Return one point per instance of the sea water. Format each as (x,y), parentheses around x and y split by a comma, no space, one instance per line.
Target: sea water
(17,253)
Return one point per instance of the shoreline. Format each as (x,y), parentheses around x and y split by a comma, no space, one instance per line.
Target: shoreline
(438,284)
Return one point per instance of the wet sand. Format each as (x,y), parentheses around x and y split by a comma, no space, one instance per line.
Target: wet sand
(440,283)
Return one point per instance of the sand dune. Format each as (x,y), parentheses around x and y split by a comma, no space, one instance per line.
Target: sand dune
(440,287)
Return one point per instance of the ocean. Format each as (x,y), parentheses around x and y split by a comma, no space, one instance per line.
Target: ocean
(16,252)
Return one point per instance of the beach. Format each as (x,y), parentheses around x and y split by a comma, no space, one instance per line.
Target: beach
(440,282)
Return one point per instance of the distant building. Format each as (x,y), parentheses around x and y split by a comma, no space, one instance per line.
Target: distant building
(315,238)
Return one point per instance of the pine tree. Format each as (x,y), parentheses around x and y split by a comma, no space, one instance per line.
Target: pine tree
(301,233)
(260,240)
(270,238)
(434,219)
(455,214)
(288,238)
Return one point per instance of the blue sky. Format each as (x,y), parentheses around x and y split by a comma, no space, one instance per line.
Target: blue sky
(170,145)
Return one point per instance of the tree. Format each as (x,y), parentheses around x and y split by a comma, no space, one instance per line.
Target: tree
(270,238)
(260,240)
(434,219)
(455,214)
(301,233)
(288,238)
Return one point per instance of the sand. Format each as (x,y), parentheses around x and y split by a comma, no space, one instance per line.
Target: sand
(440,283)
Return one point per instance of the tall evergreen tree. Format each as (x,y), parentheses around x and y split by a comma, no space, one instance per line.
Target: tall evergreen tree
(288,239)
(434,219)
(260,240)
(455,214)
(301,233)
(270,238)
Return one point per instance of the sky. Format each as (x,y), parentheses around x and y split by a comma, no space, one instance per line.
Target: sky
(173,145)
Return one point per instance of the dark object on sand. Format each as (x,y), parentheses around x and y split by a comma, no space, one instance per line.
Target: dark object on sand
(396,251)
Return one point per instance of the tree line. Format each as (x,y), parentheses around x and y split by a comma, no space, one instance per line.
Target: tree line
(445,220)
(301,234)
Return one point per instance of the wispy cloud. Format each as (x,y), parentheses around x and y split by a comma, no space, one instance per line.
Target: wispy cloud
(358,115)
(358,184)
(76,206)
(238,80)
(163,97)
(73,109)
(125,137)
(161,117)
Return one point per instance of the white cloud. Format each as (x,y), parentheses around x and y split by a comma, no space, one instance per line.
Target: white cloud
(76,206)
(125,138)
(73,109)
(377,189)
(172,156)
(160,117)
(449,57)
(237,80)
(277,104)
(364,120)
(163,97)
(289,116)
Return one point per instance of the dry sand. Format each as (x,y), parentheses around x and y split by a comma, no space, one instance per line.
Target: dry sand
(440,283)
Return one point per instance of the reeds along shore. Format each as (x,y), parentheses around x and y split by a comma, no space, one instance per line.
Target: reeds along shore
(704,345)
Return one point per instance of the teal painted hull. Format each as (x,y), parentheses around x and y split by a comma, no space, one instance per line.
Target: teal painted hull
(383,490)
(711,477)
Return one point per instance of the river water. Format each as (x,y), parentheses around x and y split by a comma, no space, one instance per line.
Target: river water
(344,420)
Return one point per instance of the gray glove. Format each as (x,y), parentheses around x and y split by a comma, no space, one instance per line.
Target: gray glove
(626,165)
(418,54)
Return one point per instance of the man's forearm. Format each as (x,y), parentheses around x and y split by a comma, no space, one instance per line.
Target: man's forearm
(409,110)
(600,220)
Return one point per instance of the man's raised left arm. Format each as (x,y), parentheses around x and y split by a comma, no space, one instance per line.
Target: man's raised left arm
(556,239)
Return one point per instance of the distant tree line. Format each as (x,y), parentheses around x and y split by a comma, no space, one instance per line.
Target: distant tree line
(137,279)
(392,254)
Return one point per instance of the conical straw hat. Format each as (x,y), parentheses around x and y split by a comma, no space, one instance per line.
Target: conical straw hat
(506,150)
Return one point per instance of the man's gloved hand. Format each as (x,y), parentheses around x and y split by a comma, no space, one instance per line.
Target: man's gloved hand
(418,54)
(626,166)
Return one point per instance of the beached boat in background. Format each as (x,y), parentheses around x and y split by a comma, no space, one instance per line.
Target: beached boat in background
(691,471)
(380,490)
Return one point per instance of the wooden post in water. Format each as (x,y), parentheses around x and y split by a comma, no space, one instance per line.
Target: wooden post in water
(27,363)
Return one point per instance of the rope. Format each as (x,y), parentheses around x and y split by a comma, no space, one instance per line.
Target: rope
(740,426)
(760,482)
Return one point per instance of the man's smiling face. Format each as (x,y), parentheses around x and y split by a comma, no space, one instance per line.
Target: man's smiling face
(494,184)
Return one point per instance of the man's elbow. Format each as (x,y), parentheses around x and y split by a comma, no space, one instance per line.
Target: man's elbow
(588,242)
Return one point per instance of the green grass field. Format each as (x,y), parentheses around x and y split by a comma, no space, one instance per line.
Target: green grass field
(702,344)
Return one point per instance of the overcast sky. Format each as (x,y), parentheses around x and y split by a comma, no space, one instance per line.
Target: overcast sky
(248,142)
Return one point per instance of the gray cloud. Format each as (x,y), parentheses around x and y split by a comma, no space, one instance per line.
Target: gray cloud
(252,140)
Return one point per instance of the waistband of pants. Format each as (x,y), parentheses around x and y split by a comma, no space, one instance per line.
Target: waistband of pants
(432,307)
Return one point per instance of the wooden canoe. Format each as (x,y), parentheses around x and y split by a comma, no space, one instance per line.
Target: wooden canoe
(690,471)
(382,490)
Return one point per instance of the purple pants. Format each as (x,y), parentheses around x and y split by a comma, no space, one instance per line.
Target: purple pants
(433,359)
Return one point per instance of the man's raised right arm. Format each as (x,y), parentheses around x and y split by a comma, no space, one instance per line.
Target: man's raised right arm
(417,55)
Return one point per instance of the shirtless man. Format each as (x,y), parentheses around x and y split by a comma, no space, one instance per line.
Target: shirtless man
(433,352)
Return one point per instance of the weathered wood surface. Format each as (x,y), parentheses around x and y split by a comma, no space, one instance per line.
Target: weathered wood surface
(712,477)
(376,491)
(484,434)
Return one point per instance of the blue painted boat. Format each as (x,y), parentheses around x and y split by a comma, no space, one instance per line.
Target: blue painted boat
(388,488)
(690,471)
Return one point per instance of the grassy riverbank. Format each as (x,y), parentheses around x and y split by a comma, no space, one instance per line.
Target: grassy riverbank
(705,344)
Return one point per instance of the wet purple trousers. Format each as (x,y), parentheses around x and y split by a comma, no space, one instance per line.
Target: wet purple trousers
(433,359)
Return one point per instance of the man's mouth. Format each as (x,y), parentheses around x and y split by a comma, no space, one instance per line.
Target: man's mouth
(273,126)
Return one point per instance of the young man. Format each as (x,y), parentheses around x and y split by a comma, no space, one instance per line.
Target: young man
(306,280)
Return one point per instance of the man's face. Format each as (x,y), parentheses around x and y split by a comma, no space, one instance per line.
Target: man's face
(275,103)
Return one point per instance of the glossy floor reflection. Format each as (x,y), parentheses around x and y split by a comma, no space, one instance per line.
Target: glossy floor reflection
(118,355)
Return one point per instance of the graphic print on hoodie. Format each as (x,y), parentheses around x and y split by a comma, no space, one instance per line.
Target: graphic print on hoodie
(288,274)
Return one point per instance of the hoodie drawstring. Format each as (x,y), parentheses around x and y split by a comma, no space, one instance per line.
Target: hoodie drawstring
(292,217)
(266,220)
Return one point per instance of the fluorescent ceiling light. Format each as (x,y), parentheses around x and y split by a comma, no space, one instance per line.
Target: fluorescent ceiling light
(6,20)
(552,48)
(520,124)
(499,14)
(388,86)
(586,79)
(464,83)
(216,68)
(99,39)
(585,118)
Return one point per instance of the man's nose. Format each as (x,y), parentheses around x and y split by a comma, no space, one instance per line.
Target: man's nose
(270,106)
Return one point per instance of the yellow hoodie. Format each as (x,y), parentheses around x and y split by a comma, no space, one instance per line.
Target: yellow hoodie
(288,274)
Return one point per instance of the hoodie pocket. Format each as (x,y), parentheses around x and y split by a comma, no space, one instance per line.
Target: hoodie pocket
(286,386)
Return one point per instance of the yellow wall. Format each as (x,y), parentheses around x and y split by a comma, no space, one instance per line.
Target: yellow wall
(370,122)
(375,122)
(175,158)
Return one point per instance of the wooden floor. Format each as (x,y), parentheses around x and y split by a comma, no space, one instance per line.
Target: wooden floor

What to do »
Give only the lines from the one holding "Target: pine tree" through the one holding "Return one point per instance of the tree.", each restated exactly as it appears above.

Exercise answer »
Target: pine tree
(301,233)
(260,240)
(270,238)
(434,219)
(455,214)
(288,238)
Return one point per instance of the blue sky. Format each as (x,y), parentheses around x and y split by a comma, no space, one instance per line.
Target: blue sky
(170,145)
Return one point per instance of the tree. Format each as (x,y), parentheses around x and y split by a comma, no space, one instance per line.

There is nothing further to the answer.